■ **Written task 1**
Return, word for word, the part of the article about Future Teachers of Color that opens with the words containing "Now, she and" and closes with "and Human Development.".
■ **Written task 2**
Answer these questions using the article about Future Teachers of Color:
(a) Which grade did Mrs. Bolton teach Hailey Timmerman?
(b) In what year did Sarah Giramia graduate from Norrix?
(c) Who advises the Future Teachers of Color group?

■ **Page text**
* * * * * * * * *

Helping Prep Teachers of Color
New WMU Student Group Focuses on Peer Support
Hailey Timmerman said she knows that having a teacher of color always inspired her to do better in school.
“When I was little, I didn’t think about the importance of having a teacher of color, but I do remember feeling some connection with Mrs. Bolton, like if my hair was messed up, she knew how to fix it,” Timmerman said of her kindergarten teacher, who was African-American.
Having a teacher of color “makes me want to learn more,” she said. “It makes my participation and attendance go up, because I feel I’m heard and I feel someone actually understands me as more than just the academic part of the classroom.”
Now, she and some fellow Kalamazoo Public Schools alumni are working to help support developing teachers with Future Teachers of Color, a new student group at Western Michigan University.
Timmerman and William Wright, both 2017 Loy Norrix graduates, and Sarah Giramia, a 2015 Norrix graduate, are three of the founding members and officers for Future Teachers of Color, whose mission is “to bring together future educators of color at WMU with a focus on various topics related to career preparation, academic success, mentorship, community service outreach, and networking skills.”
All of the students are part of the Future Educator Program scholarship at WMU. The group is advised by Marcy Peake, director of diversity and community outreach initiatives in the College of Education and Human Development.

* * * * * * * * *

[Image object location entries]
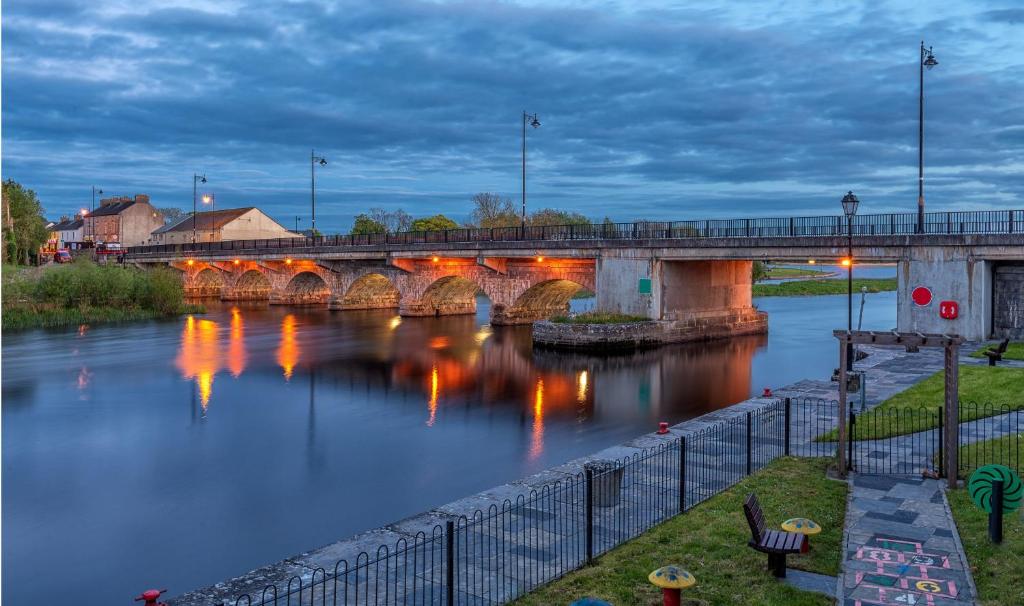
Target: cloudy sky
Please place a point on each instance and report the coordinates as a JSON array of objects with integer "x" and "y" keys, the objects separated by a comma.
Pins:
[{"x": 654, "y": 111}]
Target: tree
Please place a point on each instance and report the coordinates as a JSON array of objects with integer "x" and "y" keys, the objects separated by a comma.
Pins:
[
  {"x": 392, "y": 221},
  {"x": 491, "y": 210},
  {"x": 172, "y": 214},
  {"x": 25, "y": 227},
  {"x": 365, "y": 225},
  {"x": 435, "y": 223},
  {"x": 556, "y": 217}
]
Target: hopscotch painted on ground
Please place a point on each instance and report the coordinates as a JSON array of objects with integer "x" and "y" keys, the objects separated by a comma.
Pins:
[{"x": 904, "y": 573}]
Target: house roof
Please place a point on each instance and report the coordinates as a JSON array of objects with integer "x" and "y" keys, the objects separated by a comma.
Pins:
[
  {"x": 68, "y": 225},
  {"x": 206, "y": 221}
]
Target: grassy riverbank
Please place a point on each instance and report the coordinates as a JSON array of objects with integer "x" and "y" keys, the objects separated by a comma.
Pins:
[
  {"x": 997, "y": 569},
  {"x": 916, "y": 407},
  {"x": 1015, "y": 350},
  {"x": 710, "y": 540},
  {"x": 806, "y": 288},
  {"x": 598, "y": 317},
  {"x": 86, "y": 293}
]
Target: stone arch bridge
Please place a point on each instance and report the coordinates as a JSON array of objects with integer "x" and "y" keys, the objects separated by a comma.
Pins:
[{"x": 520, "y": 290}]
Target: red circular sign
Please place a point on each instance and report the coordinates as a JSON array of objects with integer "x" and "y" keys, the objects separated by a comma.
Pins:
[{"x": 922, "y": 296}]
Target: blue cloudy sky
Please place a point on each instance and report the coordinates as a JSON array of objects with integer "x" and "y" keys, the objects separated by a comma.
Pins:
[{"x": 648, "y": 110}]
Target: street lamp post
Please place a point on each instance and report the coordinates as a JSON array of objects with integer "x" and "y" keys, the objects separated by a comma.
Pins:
[
  {"x": 531, "y": 119},
  {"x": 313, "y": 161},
  {"x": 197, "y": 178},
  {"x": 850, "y": 204},
  {"x": 927, "y": 59},
  {"x": 211, "y": 199},
  {"x": 92, "y": 222}
]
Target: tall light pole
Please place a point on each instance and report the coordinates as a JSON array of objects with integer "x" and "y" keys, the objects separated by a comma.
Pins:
[
  {"x": 197, "y": 178},
  {"x": 92, "y": 222},
  {"x": 536, "y": 124},
  {"x": 927, "y": 59},
  {"x": 313, "y": 161},
  {"x": 850, "y": 204},
  {"x": 211, "y": 200}
]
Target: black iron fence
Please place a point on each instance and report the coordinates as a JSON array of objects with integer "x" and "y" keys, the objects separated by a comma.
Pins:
[
  {"x": 497, "y": 555},
  {"x": 908, "y": 441},
  {"x": 1010, "y": 221}
]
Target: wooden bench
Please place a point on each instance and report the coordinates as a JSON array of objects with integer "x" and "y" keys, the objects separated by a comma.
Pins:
[
  {"x": 994, "y": 354},
  {"x": 776, "y": 544}
]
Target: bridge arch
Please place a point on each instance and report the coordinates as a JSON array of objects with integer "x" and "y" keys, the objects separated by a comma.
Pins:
[
  {"x": 206, "y": 283},
  {"x": 540, "y": 301},
  {"x": 448, "y": 295},
  {"x": 253, "y": 285},
  {"x": 372, "y": 291},
  {"x": 306, "y": 288}
]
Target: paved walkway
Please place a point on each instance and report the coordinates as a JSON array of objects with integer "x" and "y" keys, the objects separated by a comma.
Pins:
[{"x": 901, "y": 546}]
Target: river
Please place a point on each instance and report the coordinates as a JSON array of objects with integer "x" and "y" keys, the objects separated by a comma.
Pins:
[{"x": 179, "y": 453}]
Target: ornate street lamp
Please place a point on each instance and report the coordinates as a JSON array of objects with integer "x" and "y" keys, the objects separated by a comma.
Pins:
[
  {"x": 928, "y": 60},
  {"x": 197, "y": 178},
  {"x": 531, "y": 119},
  {"x": 313, "y": 161},
  {"x": 850, "y": 204}
]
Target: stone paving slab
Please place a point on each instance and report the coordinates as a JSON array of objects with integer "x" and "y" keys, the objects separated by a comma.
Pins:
[{"x": 908, "y": 554}]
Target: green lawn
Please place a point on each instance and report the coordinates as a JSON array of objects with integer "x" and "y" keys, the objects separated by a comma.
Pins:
[
  {"x": 1015, "y": 350},
  {"x": 805, "y": 288},
  {"x": 710, "y": 540},
  {"x": 909, "y": 410},
  {"x": 997, "y": 569},
  {"x": 791, "y": 272}
]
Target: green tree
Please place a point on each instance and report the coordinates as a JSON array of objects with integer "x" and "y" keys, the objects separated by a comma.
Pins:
[
  {"x": 365, "y": 225},
  {"x": 435, "y": 223},
  {"x": 491, "y": 210},
  {"x": 25, "y": 228},
  {"x": 556, "y": 217}
]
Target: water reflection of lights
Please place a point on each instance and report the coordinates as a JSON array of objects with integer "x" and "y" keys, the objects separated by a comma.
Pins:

* * * * * * * * *

■ **Answer 1**
Now, she and some fellow Kalamazoo Public Schools alumni are working to help support developing teachers with Future Teachers of Color, a new student group at Western Michigan University.
Timmerman and William Wright, both 2017 Loy Norrix graduates, and Sarah Giramia, a 2015 Norrix graduate, are three of the founding members and officers for Future Teachers of Color, whose mission is “to bring together future educators of color at WMU with a focus on various topics related to career preparation, academic success, mentorship, community service outreach, and networking skills.”
All of the students are part of the Future Educator Program scholarship at WMU. The group is advised by Marcy Peake, director of diversity and community outreach initiatives in the College of Education and Human Development.

■ **Answer 2**
(a) Kindergarten
(b) 2015
(c) Marcy Peake, director of diversity and community outreach initiatives in the College of Education and Human Development